◆ DOCUMENT
##############################

Tribunal administratif de Paris

Jugement du 19 juin 2024 n° 2119273

19/06/2024

Irrecevabilité

REPUBLIQUE FRANCAISE

AU NOM DU PEUPLE FRANCAIS


Vu la procédure suivante :

Par une requête, enregistrée le 13 septembre 2021, M. C B et Mme A B, représentés par Me Albert de la SELAS L§A, demandent au tribunal :

1°) de prononcer la décharge des cotisations supplémentaires d'impôt sur le revenu et des prélèvements sociaux auxquels ils ont été assujettis au titre de l'année 2016 ;

2°) de mettre à la charge de l'Etat la somme de 1 000 euros en application de l'article L. 761-1 du code de justice administrative.

Ils soutiennent que :

- la procédure d'imposition est prescrite dès lors que la proposition de rectification ne leur a pas été adressée avant le 31 décembre 2019 ;

- les cotisations supplémentaires ont porté sur les prélèvements de CSG et de CRDS acquittées ce qui constitue un artifice permettant de dissimuler au contribuable le taux effectif réel de ces contributions ;

- cette imposition crée une rupture d'égalité devant les charges sociales puisque les prélèvements sociaux sont effectués proportionnellement et sans application d'un taux progressif ;

- elle porte atteinte au droit au respect des biens prévu par l'article 1er du premier protocole additionnel à la convention européenne de sauvegarde des droits de l'homme et des libertés fondamentales.

Par un mémoire en défense, enregistré le 10 mars 2022, le ministre de l'économie, des finances et de la souveraineté industrielle et numérique conclut au rejet de la requête.

Il soutient que les moyens soulevés par la requête ne sont pas fondés.

Vu les autres pièces du dossier.

Vu :

- la convention européenne de sauvegarde des droits de l'homme et des libertés fondamentales et son premier protocole additionnel ;

- le code général des impôts et le livre des procédures fiscales ;

- le code de justice administrative.

Les parties ont été régulièrement averties du jour de l'audience.

Ont été entendus au cours de l'audience publique :

- le rapport de Mme Portes,

- et les conclusions de Mme Belle, rapporteur public.

Considérant ce qui suit :

1. M. et Mme B ont fait l'objet d'un examen de leur situation fiscale personnelle au titre des années 2015 et 2016. A l'issue des opérations de contrôle, le service a, d'une part, réintégré dans le montant imposable de M. B au titre de l'année 2016, la somme de 38 967 euros correspondant à la fraction non déductible de la contribution sociale généralisée (CSG) et de la contribution pour le remboursement de la dette sociale (CRDS) et, d'autre part, imposé un montant de 230 000 euros sur le fondement des dispositions de l'article 1649 A du code général des impôts. A la suite de leur recours hiérarchiques, le service a maintenu les seules cotisations supplémentaires liées à la réintégration des contributions sociales. Leur réclamation préalable ayant été rejetée le 12 juillet 2021, M. et Mme B demandent au tribunal de prononcer la décharge des suppléments d'impôts laissés à leur charge.

##############################

◆ DONNÉES BRUTES
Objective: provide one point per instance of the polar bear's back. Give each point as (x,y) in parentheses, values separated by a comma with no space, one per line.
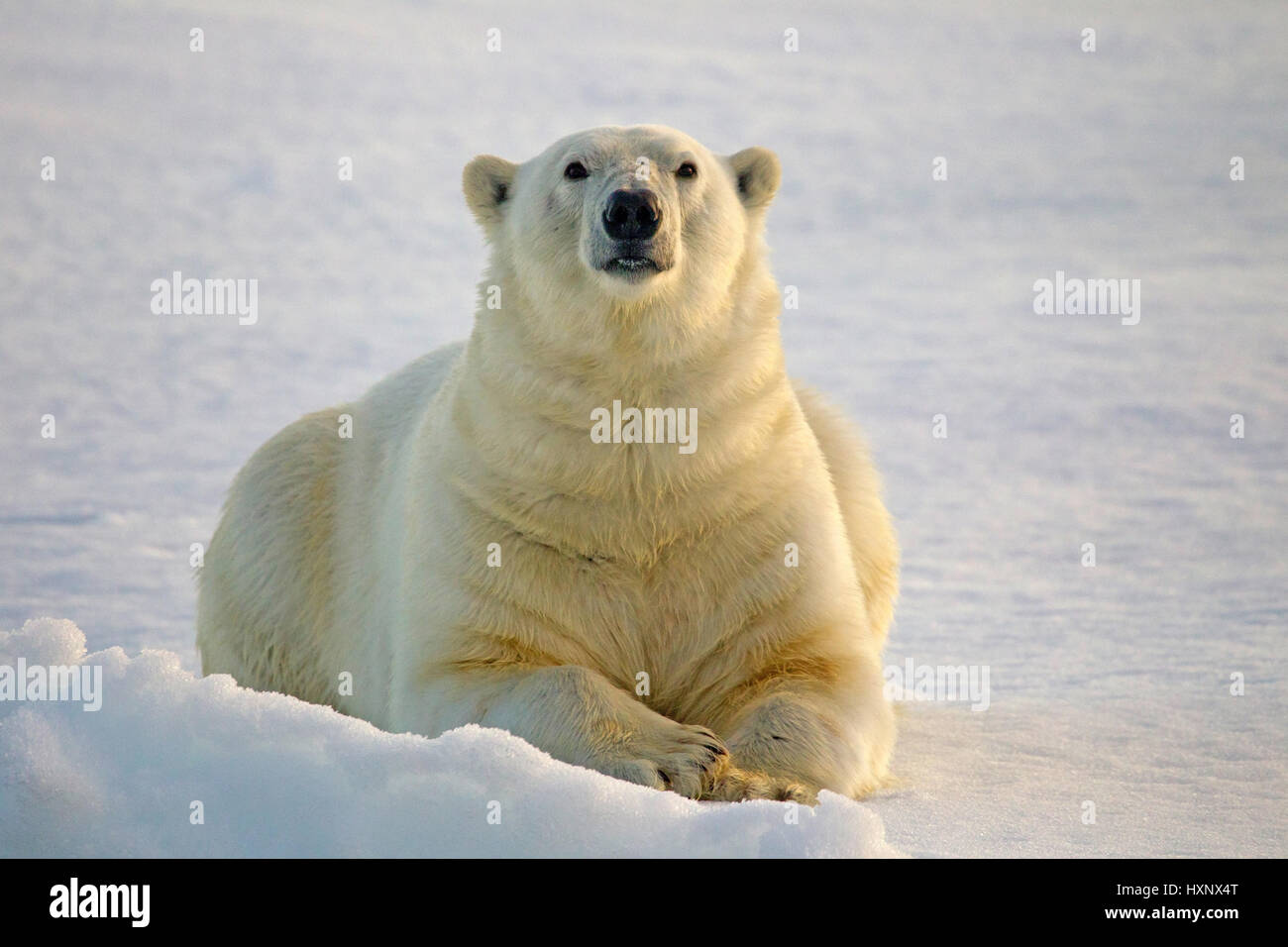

##############################

◆ EXERCICE COURT
Dans le jugement, énumérez l'ensemble des moyens que M. C B et Mme A B invoquent au soutien de leur requête.

◆ RÉPONSE RÉDIGÉE
- La procédure d'imposition est prescrite, la proposition de rectification ne leur ayant pas été adressée avant le 31 décembre 2019.
- Les cotisations supplémentaires ont porté sur les prélèvements de CSG et de CRDS acquittés, ce qui constitue un artifice permettant de dissimuler au contribuable le taux effectif réel de ces contributions.
- Cette imposition crée une rupture d'égalité devant les charges sociales, les prélèvements sociaux étant effectués proportionnellement et sans application d'un taux progressif.
- Elle porte atteinte au droit au respect des biens prévu par l'article 1er du premier protocole additionnel à la convention européenne de sauvegarde des droits de l'homme et des libertés fondamentales.